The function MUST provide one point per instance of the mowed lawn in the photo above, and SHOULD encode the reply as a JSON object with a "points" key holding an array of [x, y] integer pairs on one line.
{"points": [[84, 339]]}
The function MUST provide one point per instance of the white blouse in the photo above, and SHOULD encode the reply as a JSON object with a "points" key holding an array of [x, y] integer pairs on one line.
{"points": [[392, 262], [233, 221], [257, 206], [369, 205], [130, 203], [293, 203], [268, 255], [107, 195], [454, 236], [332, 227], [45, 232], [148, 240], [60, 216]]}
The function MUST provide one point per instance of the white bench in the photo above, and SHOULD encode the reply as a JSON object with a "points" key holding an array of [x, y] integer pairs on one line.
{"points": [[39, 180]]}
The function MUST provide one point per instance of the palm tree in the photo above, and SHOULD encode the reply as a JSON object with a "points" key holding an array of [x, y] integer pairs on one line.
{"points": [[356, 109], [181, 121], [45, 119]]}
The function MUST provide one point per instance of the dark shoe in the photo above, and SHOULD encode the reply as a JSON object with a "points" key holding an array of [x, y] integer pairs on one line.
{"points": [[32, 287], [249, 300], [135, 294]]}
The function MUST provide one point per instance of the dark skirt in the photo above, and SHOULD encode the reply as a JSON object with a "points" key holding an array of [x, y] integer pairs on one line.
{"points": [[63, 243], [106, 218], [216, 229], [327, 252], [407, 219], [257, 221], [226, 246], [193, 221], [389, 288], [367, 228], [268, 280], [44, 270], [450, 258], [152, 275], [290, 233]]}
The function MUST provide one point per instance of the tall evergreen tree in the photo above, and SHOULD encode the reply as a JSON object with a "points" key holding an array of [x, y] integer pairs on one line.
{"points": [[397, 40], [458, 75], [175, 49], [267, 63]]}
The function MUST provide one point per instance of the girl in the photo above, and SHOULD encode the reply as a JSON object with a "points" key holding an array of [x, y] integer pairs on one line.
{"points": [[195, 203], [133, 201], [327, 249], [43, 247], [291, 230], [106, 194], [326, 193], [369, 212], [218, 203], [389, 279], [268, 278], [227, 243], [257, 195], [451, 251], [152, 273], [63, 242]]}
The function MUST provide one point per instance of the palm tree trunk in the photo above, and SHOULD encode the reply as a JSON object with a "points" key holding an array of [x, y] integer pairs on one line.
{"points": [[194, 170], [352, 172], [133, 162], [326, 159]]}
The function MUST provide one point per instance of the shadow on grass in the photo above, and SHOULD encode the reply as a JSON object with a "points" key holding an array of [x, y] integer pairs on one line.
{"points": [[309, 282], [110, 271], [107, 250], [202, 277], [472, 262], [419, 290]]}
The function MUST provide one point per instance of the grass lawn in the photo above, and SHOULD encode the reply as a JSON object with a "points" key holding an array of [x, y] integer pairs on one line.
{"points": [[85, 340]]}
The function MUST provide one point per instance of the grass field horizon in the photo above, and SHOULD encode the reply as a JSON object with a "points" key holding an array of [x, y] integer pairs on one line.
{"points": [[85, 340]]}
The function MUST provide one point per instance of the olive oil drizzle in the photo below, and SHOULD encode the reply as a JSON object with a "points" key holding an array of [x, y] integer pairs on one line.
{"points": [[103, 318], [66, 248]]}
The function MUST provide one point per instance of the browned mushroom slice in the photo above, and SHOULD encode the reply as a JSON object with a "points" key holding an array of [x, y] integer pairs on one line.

*Problem to work on:*
Please render all the entries above as a Markdown table with two columns, Row and Entry. Put one line in each row, number the rows, and leave out any blank lines.

*Output below:*
| Row | Entry |
|---|---|
| 1 | The function MUST provide one point per instance of the mowed lawn in the photo above, and SHOULD encode the reply as a JSON object with a "points" key holding an array of [x, y] integer pairs on one line. |
| 2 | {"points": [[84, 339]]} |
| 3 | The function MUST provide one point per instance of the white blouse in the photo above, and SHOULD encode the reply as a JSON object with a "points" key holding an array of [x, y] integer pairs on one line. |
| 4 | {"points": [[392, 262], [233, 221], [257, 206], [369, 205], [130, 203], [293, 203], [268, 255], [107, 195], [454, 236], [332, 227], [45, 232], [148, 240], [60, 216]]} |
| 5 | The function MUST provide one point per instance of the white bench in the photo above, and SHOULD encode the reply as a JSON object with a "points" key holding an array of [x, y] integer pairs on one line. |
| 6 | {"points": [[39, 180]]} |
| 7 | The function MUST provide one point per instance of the palm tree in the photo above, and SHOULD encode the reply as a JSON object with a "points" key holding an array of [x, y] integer pairs on one line. |
| 8 | {"points": [[356, 109], [181, 121], [45, 119]]} |
| 9 | The function MUST provide one point per instance of the dark shoe in the photo above, and SHOULD encode the reply as a JSON object with a "points" key holding an array of [x, y] integer pairs on one line. |
| 10 | {"points": [[32, 287], [249, 300], [135, 294]]} |
| 11 | The function MUST provide one point per instance of the dark skirt in the photo above, and SHOULD encode the reply as a JSON object with a "points" key holding an array of [x, y] integer pairs on one line. |
| 12 | {"points": [[63, 243], [106, 218], [216, 229], [327, 252], [407, 219], [257, 221], [226, 246], [193, 221], [389, 288], [367, 228], [268, 280], [44, 270], [450, 258], [152, 275], [290, 233]]} |
| 13 | The function MUST provide one point per instance of the tall evergreen tree in the photo above, and SHOULD encode the reply as a JSON object with a "points" key holding an array of [x, y] integer pairs on one line. |
| 14 | {"points": [[397, 40], [458, 75], [175, 49], [267, 63]]} |
| 15 | The function MUST provide one point per instance of the girl in the photo above, and SHOULD encode the reply as a JSON object with a "points" key holding an array of [x, y] integer pairs on one line. |
| 16 | {"points": [[195, 203], [133, 201], [327, 249], [43, 247], [291, 230], [106, 194], [326, 193], [369, 212], [218, 203], [389, 279], [268, 278], [227, 243], [257, 195], [451, 251], [152, 273], [63, 242]]} |
| 17 | The function MUST provide one point per instance of the palm tree trunk in the photo above, and SHOULD encode the reply as a JSON object with a "points" key holding an array of [x, y] integer pairs on one line. |
| 18 | {"points": [[194, 170], [352, 172], [133, 162], [326, 159]]} |
| 19 | The function MUST provide one point per instance of the shadow on grass in the photo above, and SHOULD encode the reply as a JSON object with a "points" key holding an array of [x, y] integer pairs on one line. |
| 20 | {"points": [[309, 282], [110, 271], [107, 250], [202, 277], [472, 262], [419, 290]]} |
| 21 | The function MUST provide one point per instance of the grass lawn in the photo above, and SHOULD encode the reply as a JSON object with a "points" key holding an array of [x, y] integer pairs on one line. |
| 22 | {"points": [[85, 340]]} |
| 23 | The function MUST provide one point per instance of the grass field horizon in the photo above, and SHOULD encode the reply as a JSON object with a "points" key holding an array of [x, y] integer pairs on one line. |
| 24 | {"points": [[85, 340]]} |
| 25 | The function MUST provide one point per instance of the olive oil drizzle in the photo below, and SHOULD encode the reply as a JSON object with a "points" key holding an array of [x, y] integer pairs on one line. |
| 26 | {"points": [[103, 318], [66, 248]]} |
| 27 | The function MUST provide one point per instance of the browned mushroom slice in the photo above, and SHOULD encode the reply as a JSON object with a "points" key holding an array of [x, y] integer pairs on one line. |